### PROVIDED PASSAGE
++++++++++++++++++++
N1-P2: Neural markers of temporal expectation and response discrimination in interval timing

Duzcu H., ÖZKURT T. E., Mapelli I., Hohenberger A.

ACTA NEUROBIOLOGIAE EXPERIMENTALIS, vol.79, no.2, pp.193-204, 2019 (SCI-Expanded) identifier identifier identifier

  • Publication Type: Article / Article
  • Volume: 79 Issue: 2
  • Publication Date: 2019
  • Doi Number: 10.21307/ane-2019-0017
  • Journal Indexes: Science Citation Index Expanded (SCI-EXPANDED), Scopus
  • Page Numbers: pp.193-204
  • Keywords: temporal expectation, interval timing, N1, P2, response discrimination, attention, EVENT-RELATED POTENTIALS, SELECTIVE ATTENTION, MECHANISMS, CHILDREN, TIME, INHIBITION, MODULATION, NONTARGET, DURATION, STIMULI
  • Middle East Technical University Affiliated: Yes


Humans use temporal regularities in their daily life to act in accordance with future events in the most efficient way. To achieve this, humans build temporal expectations and determine a template action that is in line with those expectations. In this temporal trisection study, we aimed to study the neurophysiological counterparts of temporal expectation and response discrimination. We investigated amplitude variations of early event-related potentials (ERPs) while manipulating time intervals. We measured temporal expectation-related attenuation of neural activity and response discrimination processes in N1 and P2 ERP components. Results showed that the amplitude of the N1 component was attenuated for the predicted task-relevant temporal location of a response decision. The P2 amplitude, in contrast, was enhanced for a discriminated response in comparison to a template response. The present study supports a link between the different functional associations of the N1 and P2 components within the requirements of a timing task. N1-related amplitude modulation can determine a change in expectation level during timing. The amplitude regulation of the P2 component, in contrast, explains temporal discrimination in both expected and unexpected temporal locations. In addition to expectation-related modulation, our results suggest an additional regulation of the N1 amplitude that is linked to attention. The effect was observed in instances that included a prediction error of a task-relevant temporal location for a response decision. In conclusion, our study contributes to the growing neurocognitive literature on interval timing by capturing different aspects of a timing task; namely, NI-related expectation and P2-related response discrimination processes.
++++++++++++++++++++
### GIVEN RECORDS
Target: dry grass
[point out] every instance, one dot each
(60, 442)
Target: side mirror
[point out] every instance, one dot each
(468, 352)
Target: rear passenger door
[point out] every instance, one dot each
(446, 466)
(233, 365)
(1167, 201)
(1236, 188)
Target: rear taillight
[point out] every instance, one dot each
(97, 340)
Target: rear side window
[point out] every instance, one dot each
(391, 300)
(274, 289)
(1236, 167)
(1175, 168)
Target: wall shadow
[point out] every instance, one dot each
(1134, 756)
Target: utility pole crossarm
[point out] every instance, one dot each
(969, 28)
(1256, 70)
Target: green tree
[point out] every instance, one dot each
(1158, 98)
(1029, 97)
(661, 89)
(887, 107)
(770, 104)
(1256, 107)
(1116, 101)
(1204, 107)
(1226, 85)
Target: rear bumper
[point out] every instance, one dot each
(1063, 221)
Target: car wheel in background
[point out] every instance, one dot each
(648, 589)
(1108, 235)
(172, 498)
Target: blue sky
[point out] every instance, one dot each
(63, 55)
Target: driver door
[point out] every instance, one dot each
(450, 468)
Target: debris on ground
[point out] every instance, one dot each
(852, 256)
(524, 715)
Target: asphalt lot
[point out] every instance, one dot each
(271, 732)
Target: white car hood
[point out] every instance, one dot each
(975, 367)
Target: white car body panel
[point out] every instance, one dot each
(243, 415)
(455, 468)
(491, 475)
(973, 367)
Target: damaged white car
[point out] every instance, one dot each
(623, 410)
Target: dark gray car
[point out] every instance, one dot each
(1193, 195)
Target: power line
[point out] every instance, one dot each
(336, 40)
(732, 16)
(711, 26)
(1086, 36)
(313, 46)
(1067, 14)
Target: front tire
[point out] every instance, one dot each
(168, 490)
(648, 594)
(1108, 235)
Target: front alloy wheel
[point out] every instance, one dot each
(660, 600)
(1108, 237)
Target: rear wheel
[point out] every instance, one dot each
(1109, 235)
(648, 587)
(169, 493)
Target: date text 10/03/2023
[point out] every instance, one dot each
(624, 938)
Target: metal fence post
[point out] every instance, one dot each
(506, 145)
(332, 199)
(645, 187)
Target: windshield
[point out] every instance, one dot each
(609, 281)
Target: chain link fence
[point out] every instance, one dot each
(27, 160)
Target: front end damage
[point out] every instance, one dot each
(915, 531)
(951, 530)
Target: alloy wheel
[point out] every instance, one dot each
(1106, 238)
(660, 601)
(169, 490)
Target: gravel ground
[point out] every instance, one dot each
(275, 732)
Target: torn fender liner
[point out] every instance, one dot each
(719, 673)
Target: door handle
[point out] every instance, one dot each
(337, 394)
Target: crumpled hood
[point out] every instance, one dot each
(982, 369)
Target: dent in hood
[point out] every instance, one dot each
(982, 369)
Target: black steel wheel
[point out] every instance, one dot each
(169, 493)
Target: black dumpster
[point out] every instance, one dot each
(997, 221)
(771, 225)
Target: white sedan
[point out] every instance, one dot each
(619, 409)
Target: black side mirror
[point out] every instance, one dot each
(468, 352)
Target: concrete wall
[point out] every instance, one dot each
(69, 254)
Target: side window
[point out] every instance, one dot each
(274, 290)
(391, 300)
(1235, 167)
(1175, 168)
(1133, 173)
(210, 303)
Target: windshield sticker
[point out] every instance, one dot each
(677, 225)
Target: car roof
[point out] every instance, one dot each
++++++++++++++++++++
### CHECK YOUR UNDERSTANDING
- a) Answer these about the interval timing article, one answer per line, marked (i), (ii), (iii):
(i) Which journal published it?
(ii) What happened to the N1 amplitude for the predicted task-relevant temporal location of a response decision?
(iii) How did the P2 amplitude for a discriminated response compare with that for a template response?
- b) Please list every author named in the interval timing article.

### ANSWERS BY ITEM NUMBER
- a)
(i) ACTA NEUROBIOLOGIAE EXPERIMENTALIS
(ii) It was attenuated.
(iii) It was enhanced.

- b)
Duzcu H.
ÖZKURT T. E.
Mapelli I.
Hohenberger A.